start PROVIDED PASSAGE

# Violin Concertos similar to Karl Goldmark's Violin Concerto



## Korados (Aug 2, 2014)

Hello everybody,

yesterday I heard the violin concerto by Karl Goldmark again after a long time and I remembered how beautiful it is! Do you know of violin concertos that are similar to this one? I find that this
concerto has an undescribable and unique flair that I only felt from a few other violin concertos.

Thank you for your help!


----------



## elgar's ghost (Aug 8, 2010)

I'll have to re-acquaint myself with it - I haven't played it for a long time. If memory serves, I recall thinking that could sit alongside the likes of those by Bruch and Dvořák, but please don't hold me to that until I've heard it again!


----------



## Korados (Aug 2, 2014)

That's okay. I'm also open for concertos of lesser known composers. I also know and love the concerto by Karłowicz.


----------



## joen_cph (Jan 17, 2010)

Among the lesser known ones, the single violin concertos by related contemporaries like Korngold, Schoeck and Schillings are probably worth checking out;

also, Respighi´s _Concerto Gregoriano_, Glazunov´s, Aulin´s (2nd, 3rd) and Arensky´s, to mention some.

And Menotti´s ... etc.


----------



## Korados (Aug 2, 2014)

Thank you very much for your suggestions! I'll listen to these concertos.


----------



## Marsilius (Jun 13, 2015)

Worth exploring the Hyperion series The Romantic Violin Concerto - lots of discoveries to be made there.


----------



## rvb (Nov 10, 2015)

Godard Violin Concerto No.2


----------



## Korados (Aug 2, 2014)

I just listened to the Godard concerto but I really didn't like it. It sounds so irritating. All those jumps makes it somewhat
tuneless.


----------



## Triplets (Sep 4, 2014)

Goldmark's VC has been championed by many Critics and by one of my favorite Violinists, Nathan Milstein, whose recording I own.
I just don't care for it. I also don't like the Glazunov Concerto, which has more of a toehold in the standard repertoire. I guess it's me


----------



## Art Rock (Nov 28, 2009)

Not yet mentioned: Barber's concerto.


----------



## Ramiste (Nov 4, 2015)

Reynaldo Hahn's Violin Concerto is an overlooked masterpiece and it has a slow movement of surpassing beauty, just like Goldmark's.

end PROVIDED PASSAGE
start EXTRACTED DATA

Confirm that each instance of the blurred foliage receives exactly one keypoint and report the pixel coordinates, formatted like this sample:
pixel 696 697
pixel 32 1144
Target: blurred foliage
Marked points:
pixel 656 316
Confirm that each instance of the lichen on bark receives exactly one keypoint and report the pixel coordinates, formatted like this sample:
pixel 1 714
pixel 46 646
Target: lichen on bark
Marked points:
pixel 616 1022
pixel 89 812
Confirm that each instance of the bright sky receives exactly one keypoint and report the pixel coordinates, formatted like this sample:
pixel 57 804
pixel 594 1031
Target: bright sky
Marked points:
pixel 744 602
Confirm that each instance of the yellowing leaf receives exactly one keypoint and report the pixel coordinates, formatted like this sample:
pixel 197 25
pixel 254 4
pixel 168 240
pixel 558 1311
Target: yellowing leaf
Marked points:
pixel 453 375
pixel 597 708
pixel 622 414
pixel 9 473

end EXTRACTED DATA

◆ **STATED TASK 1**
In the Goldmark thread, whose recording of Goldmark's concerto does Triplets own?
◆ **STATED TASK 2**
From the Goldmark thread, reproduce word for word the part that begins at the words "Thank you for" and stops after "heard it again!".

◆ **COMPLETE OUTPUT 1**
Nathan Milstein's.

◆ **COMPLETE OUTPUT 2**
Thank you for your help!


----------



## elgar's ghost (Aug 8, 2010)

I'll have to re-acquaint myself with it - I haven't played it for a long time. If memory serves, I recall thinking that could sit alongside the likes of those by Bruch and Dvořák, but please don't hold me to that until I've heard it again!